Exercise goal
Of the lines in the data below, write out exactly those from the one holding "Where can the small" through the one holding "Where can the chrome", both included.
Source records: Begin
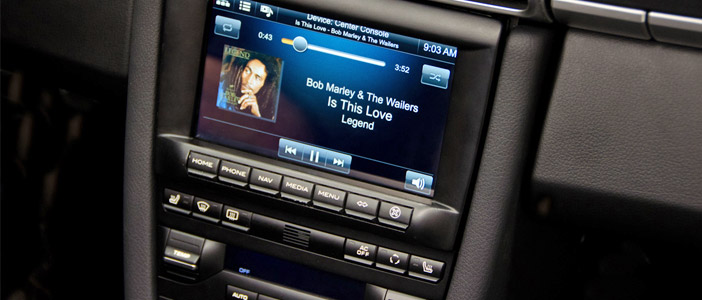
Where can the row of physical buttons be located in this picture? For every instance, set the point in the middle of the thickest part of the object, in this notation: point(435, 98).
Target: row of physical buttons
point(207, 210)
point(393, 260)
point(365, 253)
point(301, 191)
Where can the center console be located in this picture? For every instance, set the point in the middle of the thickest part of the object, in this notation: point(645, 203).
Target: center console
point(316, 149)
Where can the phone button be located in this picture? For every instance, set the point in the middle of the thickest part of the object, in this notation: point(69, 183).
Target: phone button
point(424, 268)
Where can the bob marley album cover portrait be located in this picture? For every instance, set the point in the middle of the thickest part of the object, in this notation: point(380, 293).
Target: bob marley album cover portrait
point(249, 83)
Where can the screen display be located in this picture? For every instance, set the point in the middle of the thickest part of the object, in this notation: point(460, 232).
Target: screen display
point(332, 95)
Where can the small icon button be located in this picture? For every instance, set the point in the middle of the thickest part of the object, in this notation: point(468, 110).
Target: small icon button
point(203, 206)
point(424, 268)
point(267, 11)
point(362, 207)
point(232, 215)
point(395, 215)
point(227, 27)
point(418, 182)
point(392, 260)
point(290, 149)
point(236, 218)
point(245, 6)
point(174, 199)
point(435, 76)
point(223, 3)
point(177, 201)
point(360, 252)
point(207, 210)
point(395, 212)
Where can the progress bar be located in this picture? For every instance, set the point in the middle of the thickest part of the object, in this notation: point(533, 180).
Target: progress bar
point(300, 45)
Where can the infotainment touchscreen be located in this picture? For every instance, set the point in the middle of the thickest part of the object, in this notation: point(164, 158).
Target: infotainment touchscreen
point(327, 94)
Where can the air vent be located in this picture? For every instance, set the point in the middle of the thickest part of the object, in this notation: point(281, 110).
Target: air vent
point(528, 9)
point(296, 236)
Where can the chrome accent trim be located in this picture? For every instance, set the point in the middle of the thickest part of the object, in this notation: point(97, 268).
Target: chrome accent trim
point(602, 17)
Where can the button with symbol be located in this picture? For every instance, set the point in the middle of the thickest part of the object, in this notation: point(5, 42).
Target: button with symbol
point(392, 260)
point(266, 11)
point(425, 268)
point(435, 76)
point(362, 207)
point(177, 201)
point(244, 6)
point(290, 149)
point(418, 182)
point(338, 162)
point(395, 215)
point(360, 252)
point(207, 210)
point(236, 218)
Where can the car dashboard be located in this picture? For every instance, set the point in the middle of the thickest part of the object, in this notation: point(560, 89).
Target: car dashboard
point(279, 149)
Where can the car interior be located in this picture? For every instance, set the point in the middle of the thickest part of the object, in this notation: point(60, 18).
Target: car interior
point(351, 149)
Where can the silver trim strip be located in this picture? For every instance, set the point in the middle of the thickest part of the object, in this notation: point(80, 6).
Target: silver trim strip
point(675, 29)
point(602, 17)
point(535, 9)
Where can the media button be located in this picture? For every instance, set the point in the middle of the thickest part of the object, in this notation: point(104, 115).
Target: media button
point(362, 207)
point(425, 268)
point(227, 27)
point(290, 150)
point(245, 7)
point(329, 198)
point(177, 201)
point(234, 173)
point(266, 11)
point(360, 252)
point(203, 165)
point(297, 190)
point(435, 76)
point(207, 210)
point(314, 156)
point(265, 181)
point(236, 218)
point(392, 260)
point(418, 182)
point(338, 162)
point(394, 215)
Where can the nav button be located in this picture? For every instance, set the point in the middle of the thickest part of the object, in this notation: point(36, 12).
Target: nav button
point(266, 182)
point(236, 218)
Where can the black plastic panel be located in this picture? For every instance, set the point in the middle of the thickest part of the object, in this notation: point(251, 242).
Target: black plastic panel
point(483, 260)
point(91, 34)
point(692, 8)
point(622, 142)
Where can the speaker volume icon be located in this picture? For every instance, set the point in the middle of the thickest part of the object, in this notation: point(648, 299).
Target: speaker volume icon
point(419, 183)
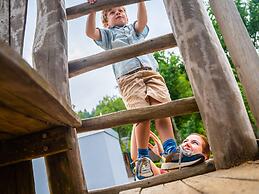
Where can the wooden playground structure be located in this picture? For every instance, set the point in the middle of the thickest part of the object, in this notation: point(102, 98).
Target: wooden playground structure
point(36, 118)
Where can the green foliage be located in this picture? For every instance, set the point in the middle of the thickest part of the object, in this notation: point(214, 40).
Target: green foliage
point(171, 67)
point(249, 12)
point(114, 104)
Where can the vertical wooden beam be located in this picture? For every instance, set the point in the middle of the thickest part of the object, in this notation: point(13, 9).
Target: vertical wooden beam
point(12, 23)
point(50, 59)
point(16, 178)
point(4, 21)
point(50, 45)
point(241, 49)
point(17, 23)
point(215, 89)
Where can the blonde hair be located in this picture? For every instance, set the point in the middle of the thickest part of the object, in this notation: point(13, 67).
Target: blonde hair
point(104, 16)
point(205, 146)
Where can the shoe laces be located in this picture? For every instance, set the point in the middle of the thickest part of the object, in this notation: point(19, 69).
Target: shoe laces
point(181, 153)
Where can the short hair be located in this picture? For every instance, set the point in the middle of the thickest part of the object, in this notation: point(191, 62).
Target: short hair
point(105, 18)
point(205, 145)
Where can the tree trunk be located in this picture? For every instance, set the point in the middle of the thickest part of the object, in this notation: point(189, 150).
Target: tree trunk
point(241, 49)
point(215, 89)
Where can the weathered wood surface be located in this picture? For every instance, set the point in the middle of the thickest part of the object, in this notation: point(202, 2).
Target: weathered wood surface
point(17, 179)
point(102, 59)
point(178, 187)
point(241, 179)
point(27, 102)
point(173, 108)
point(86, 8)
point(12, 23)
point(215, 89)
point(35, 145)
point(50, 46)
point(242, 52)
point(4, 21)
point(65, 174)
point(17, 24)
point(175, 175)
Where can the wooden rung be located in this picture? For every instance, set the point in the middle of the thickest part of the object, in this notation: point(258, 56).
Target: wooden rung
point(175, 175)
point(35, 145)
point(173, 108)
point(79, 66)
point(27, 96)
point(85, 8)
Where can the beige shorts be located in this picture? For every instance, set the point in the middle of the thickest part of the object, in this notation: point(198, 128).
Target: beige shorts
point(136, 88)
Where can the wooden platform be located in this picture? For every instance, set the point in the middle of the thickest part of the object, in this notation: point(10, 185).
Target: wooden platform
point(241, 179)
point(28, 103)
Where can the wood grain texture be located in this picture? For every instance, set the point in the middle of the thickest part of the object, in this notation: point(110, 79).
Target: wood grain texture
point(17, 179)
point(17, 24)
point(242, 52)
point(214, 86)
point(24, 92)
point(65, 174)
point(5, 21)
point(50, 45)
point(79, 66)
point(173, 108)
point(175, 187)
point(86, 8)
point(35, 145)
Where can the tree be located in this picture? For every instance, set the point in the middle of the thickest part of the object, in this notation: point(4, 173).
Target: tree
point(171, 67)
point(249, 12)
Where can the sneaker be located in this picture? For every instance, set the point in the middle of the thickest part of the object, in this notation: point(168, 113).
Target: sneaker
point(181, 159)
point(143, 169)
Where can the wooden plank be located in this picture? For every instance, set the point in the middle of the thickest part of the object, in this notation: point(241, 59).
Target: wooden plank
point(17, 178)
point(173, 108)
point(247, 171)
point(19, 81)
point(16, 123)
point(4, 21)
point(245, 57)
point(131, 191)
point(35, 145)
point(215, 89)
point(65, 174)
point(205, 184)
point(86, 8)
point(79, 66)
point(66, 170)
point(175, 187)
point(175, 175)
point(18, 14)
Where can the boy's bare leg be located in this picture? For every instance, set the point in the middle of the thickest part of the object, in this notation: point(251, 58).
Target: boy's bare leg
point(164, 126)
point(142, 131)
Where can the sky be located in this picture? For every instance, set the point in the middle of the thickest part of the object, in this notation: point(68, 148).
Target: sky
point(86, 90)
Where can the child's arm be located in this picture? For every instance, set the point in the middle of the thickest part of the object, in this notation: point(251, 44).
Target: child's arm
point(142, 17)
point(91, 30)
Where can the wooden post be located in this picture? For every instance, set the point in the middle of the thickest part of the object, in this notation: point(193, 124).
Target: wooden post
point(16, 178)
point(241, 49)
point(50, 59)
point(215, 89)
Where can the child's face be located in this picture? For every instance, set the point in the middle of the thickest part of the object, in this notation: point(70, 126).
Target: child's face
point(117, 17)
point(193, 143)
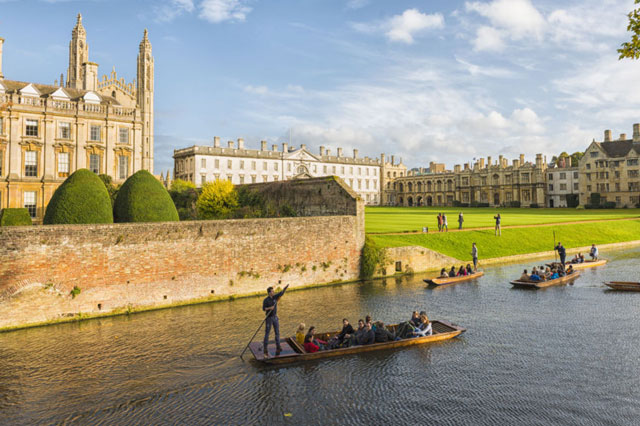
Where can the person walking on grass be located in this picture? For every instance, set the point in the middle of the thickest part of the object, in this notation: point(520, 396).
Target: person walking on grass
Source records: End
Your solution
Where can the small icon button be located in this picture? For every instance, set the point in the middle of the thickest part of the object, in this notation: point(468, 110).
Target: small icon button
point(203, 206)
point(424, 268)
point(267, 11)
point(362, 207)
point(232, 215)
point(395, 215)
point(227, 27)
point(418, 182)
point(392, 260)
point(290, 149)
point(236, 218)
point(245, 6)
point(174, 199)
point(435, 76)
point(223, 3)
point(177, 201)
point(360, 252)
point(207, 210)
point(395, 212)
Where can the progress bar be located in this picture? For every instance, set the point in the middle of the thickest part of the object, in this notation: point(533, 180).
Target: progress bar
point(300, 45)
Where can the infotainment touchscreen be located in this picture? For every instance, set the point in the middle of the thickest part of the object, in this notation: point(164, 158).
Target: infotainment touchscreen
point(327, 94)
Where can the air vent be located in this picture? For every instance, set the point in the middle of the thickest part of the object, in this notation: point(281, 110).
Target: air vent
point(528, 9)
point(296, 236)
Where can the chrome accent trim be located in this picture? For every instance, set the point in the middle of the thickest part of the object, in this notation: point(97, 268).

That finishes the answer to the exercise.